→ GIVEN ENTRIES:
- - - -

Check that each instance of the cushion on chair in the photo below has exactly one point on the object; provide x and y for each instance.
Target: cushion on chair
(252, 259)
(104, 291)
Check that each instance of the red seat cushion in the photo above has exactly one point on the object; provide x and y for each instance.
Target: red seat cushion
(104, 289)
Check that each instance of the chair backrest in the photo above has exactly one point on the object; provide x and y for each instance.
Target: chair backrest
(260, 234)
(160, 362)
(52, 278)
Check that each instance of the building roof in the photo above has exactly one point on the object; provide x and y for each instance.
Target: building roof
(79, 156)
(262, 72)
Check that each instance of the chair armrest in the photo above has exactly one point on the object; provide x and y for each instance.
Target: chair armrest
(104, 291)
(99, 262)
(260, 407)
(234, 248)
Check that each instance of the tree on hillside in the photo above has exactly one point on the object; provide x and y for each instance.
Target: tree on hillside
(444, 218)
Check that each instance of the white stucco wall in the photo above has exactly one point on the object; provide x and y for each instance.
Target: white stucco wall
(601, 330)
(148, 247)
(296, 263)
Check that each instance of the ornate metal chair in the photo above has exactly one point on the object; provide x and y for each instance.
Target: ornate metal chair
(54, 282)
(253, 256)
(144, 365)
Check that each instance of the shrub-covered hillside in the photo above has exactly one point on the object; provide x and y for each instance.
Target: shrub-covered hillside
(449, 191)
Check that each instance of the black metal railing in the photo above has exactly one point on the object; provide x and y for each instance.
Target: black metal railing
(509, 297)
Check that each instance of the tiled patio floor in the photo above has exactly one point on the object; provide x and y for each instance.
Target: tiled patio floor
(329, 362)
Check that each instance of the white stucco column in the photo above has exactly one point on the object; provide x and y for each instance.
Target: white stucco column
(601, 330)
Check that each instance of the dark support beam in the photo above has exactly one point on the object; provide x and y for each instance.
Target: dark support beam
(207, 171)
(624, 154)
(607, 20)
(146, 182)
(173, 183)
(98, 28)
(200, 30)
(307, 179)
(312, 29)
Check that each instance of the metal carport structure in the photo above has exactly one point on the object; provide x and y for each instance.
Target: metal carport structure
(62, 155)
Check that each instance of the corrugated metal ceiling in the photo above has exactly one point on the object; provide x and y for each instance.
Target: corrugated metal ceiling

- - - -

→ TASK DESCRIPTION: This exercise calls for the line containing "Check that each instance of the chair armrest" and each line after it in the records, copied exactly.

→ PROBLEM SOLUTION:
Check that each instance of the chair armrest in the photo above has exactly one point on the object; provide x and y for each instance.
Target: chair armrest
(104, 291)
(99, 262)
(260, 407)
(234, 248)
Check that each instance of the tree on hillside in the photo above has exactly one point on the object; provide x and y for each instance.
Target: tree on hillside
(444, 218)
Check that each instance of the white stucco wall in the photo above has exactly one point on the object; provide x and y for each instance.
Target: white stucco wall
(601, 330)
(148, 247)
(296, 263)
Check that each instance of the ornate metal chair in the photo above has exactly one point on the object; provide x and y for each instance.
Target: ornate metal chair
(54, 282)
(253, 256)
(144, 365)
Check that each instance of the shrub-covered hillside in the photo above has exactly one point on the object; provide x and y for each instance.
Target: shrub-covered hillside
(449, 191)
Check that each instance of the black metal railing in the photo above has exactly one point on the object; provide x and y for each instance.
Target: black metal railing
(509, 297)
Check that each instance of the tiled patio floor in the photo above has exactly one point on the object; provide x and y for each instance.
Target: tiled patio floor
(329, 362)
Check that each instance of the white stucco column in the photo above has exactly one point on the object; provide x and y for each instance.
Target: white stucco column
(601, 330)
Check that each instance of the dark support beam in the photo above has exactly one point on the object; provide x and y for each instance.
Target: dark support beam
(207, 171)
(624, 154)
(607, 20)
(146, 182)
(173, 183)
(98, 28)
(200, 30)
(307, 179)
(312, 29)
Check that each instance of the metal carport structure in the photo above has exactly one point on the object; provide x and y for each instance.
Target: metal carport structure
(62, 155)
Check that each instance of the corrugated metal ceiling in the photo above has exactly one point on the object; provide x and y for each instance.
Target: corrugated metal ceiling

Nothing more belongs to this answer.